Menurut Palguna, kondisi ketidakhati-hatian tersebut sangat sulit diterima bagi negara yang menganut konsep 'Civil Law' atau hukum sipil seperti Indonesia, sehingga sangat bergantung pada penalaran hukum dalam suatu undang-undang.
Baca juga: Pratikno Diminta Akui Kurang Teliti Susun Draf UU Cipta Kerja Sebelum Ditandatangani Presiden
Oleh sebab itu, kata dia, masih dimungkinkan apabila Mahkamah Konstitusi membatalkan aturan tersebut apabila memang dalam prosesnya bertentangan dengan Undang-undang Dasar 1945.
Meskipun, menurutnya selama ini belum pernah ada contoh kasus seperti tersebut.
"Meskipun, selama ini belum pernah ada presedennya. Namun, saya yakin MK akan sangat berhati-hati dalam soal ini," ucap dia.
Sementara Pakar Hukum Tata Negara Yusril Ihza Mahendra mengatakan, Mahkamah Konstitusi dapat membatalkan Undang-undang Cipta Kerja secara keseluruhan jika prosedur pembentukan Omnibus Law itu bertentangan dengan ketentuan dalam Undang-undang Nomor 12 Tahun 2011 tentang Pembentukan Peraturan Perundang-undangan.
════════════════════
* [KETENTUAN TUGAS]:
1. Menurut Palguna dalam kutipan teks, Indonesia menganut konsep hukum apa?
2. Sebutkan semua undang-undang yang disebut namanya dalam kutipan teks.
3. Salin persis bagian kutipan teks di antara "Baca juga: Pratikno" dan "Undang-undang Dasar 1945.", termasuk kedua batas itu.

* [CUPLIKAN DATA]:
════════════════════
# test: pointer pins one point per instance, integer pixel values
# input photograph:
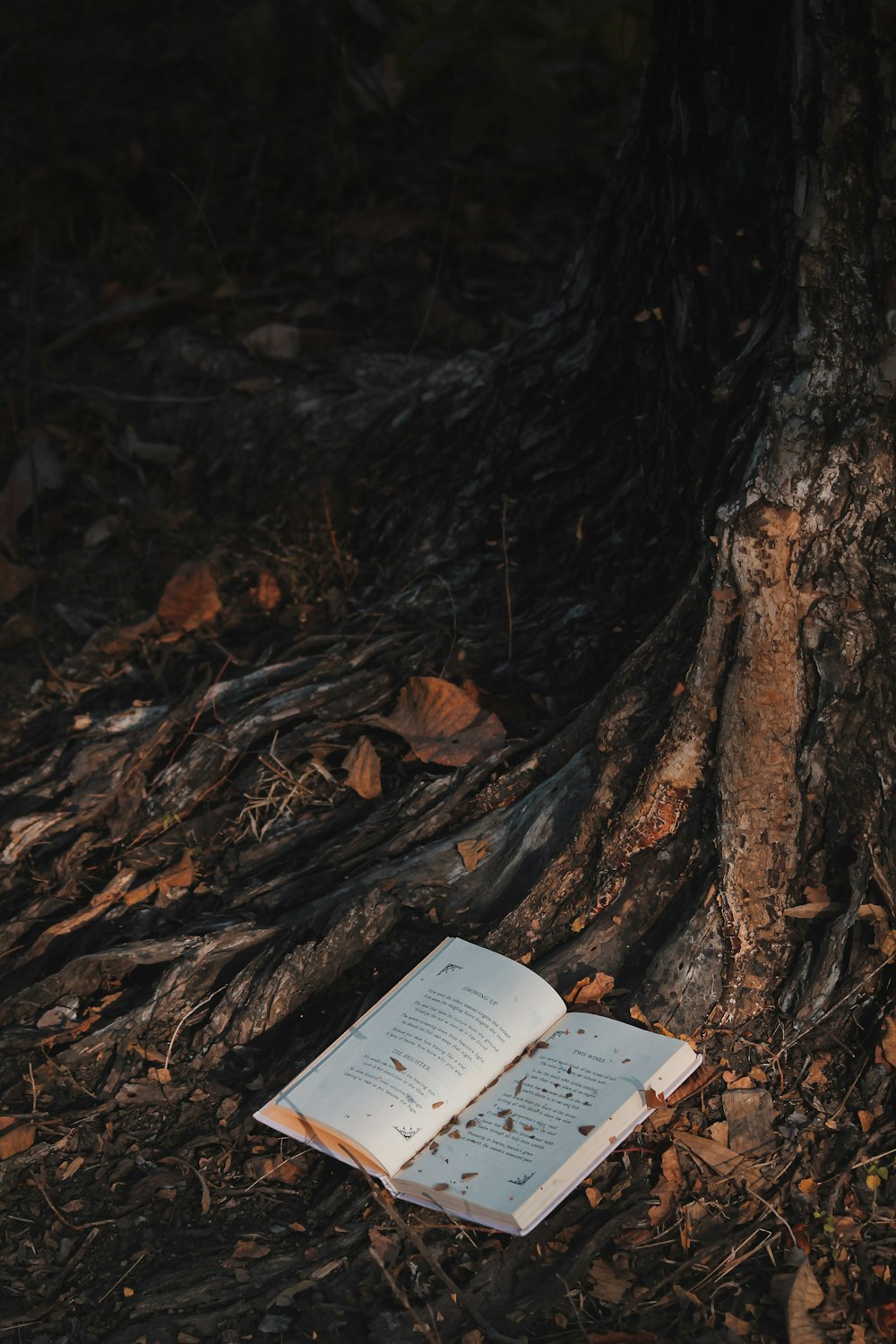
════════════════════
* [JAWABAN TUGAS]:
1. Konsep Civil Law atau hukum sipil.

2.
- Undang-undang Cipta Kerja
- Undang-undang Dasar 1945
- Undang-undang Nomor 12 Tahun 2011 tentang Pembentukan Peraturan Perundang-undangan

3.
Baca juga: Pratikno Diminta Akui Kurang Teliti Susun Draf UU Cipta Kerja Sebelum Ditandatangani Presiden
Oleh sebab itu, kata dia, masih dimungkinkan apabila Mahkamah Konstitusi membatalkan aturan tersebut apabila memang dalam prosesnya bertentangan dengan Undang-undang Dasar 1945.